## Job
Shift every bounding-box coordinate by -77 and rewrite each line in full, for the part of the records that runs from their start through the line containing "[358,218,377,227]", both ends included. Leave the pictures out.

==*==

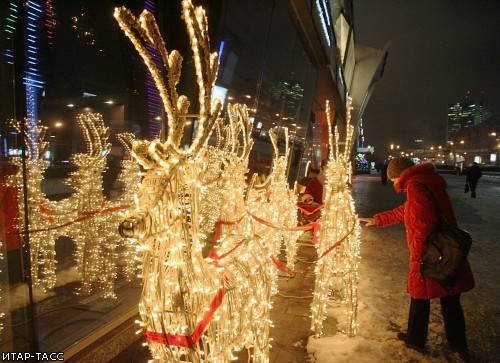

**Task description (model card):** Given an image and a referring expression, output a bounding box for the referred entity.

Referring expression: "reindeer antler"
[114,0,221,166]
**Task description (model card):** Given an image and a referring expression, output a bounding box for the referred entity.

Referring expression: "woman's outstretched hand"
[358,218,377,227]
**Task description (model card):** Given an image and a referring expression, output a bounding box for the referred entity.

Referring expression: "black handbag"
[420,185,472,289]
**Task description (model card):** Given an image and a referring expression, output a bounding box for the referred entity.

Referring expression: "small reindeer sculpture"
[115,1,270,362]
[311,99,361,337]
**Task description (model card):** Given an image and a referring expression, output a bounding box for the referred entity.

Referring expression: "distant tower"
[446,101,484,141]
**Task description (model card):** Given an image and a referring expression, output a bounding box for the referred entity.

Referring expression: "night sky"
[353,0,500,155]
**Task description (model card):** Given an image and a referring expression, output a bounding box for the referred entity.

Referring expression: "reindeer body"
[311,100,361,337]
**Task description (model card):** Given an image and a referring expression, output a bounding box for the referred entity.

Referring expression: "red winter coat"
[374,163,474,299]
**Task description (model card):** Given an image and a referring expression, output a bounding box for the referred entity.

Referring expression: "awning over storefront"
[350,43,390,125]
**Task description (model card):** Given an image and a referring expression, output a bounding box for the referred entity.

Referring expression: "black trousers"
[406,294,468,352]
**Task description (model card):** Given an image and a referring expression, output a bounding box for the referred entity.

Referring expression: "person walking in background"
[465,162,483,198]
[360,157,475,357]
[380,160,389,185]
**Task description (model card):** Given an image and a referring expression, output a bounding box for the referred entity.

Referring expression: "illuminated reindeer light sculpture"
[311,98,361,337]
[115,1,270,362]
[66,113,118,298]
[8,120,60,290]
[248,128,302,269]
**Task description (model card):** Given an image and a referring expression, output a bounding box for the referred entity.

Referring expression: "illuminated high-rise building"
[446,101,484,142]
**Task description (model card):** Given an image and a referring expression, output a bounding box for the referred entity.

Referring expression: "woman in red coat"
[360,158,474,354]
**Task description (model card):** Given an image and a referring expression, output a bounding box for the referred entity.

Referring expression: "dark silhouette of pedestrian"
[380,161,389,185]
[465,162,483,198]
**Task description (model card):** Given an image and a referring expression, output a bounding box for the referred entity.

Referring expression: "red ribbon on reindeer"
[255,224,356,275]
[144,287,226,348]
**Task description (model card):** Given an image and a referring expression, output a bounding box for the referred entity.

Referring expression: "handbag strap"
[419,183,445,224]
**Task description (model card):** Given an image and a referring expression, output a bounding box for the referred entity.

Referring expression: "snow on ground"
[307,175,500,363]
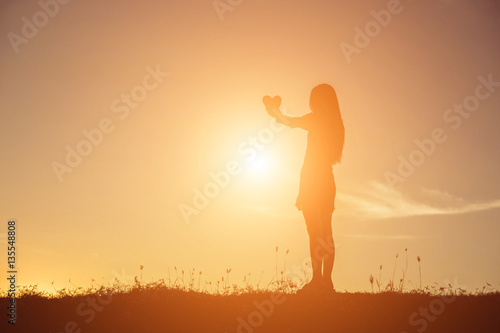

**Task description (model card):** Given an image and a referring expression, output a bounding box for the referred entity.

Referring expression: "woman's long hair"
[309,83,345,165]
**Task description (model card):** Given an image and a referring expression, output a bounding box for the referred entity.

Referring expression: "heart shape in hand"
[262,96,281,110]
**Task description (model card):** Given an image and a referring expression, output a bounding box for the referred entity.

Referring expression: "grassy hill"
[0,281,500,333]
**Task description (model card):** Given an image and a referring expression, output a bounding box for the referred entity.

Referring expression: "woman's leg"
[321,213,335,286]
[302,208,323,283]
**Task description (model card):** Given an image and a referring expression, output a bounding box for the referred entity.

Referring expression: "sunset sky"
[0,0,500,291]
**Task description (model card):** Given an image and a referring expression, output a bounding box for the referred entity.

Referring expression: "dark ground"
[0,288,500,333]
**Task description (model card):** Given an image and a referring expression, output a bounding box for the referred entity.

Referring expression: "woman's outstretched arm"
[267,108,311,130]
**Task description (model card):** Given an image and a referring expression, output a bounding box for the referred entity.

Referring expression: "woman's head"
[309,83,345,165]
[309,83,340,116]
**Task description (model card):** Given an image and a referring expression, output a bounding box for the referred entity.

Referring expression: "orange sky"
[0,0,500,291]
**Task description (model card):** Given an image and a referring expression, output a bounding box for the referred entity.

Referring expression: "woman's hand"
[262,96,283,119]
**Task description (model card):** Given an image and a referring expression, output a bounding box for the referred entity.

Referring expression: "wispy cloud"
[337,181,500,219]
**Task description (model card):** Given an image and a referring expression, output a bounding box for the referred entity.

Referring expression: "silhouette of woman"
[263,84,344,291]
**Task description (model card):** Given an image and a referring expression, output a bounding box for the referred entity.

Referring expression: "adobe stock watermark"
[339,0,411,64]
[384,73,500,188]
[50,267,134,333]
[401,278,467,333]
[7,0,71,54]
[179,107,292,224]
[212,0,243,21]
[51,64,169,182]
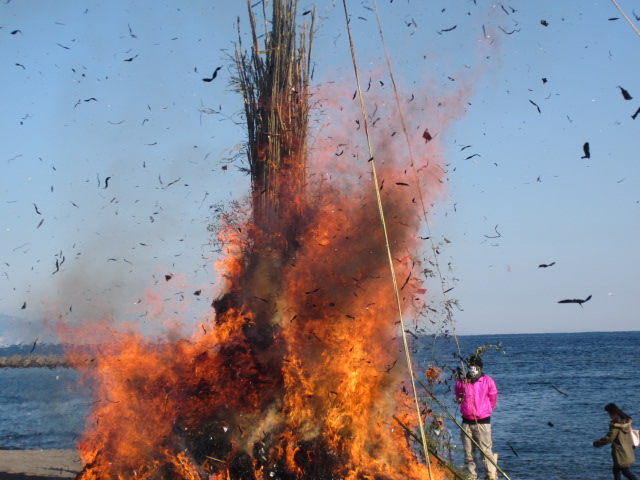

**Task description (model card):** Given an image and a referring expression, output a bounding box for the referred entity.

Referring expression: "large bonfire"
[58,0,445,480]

==*==

## Answer for the task
**Task description (model card):** Given an image and a referring expression, output a bounding box for the referred entity.

Referring expression: "reindeer antler"
[37,-77,144,89]
**Task description (model card):** Given an image and a referring expression, output a bounding box for the referred entity.

Referring expression: "woman's outstretched hand"
[281,141,300,150]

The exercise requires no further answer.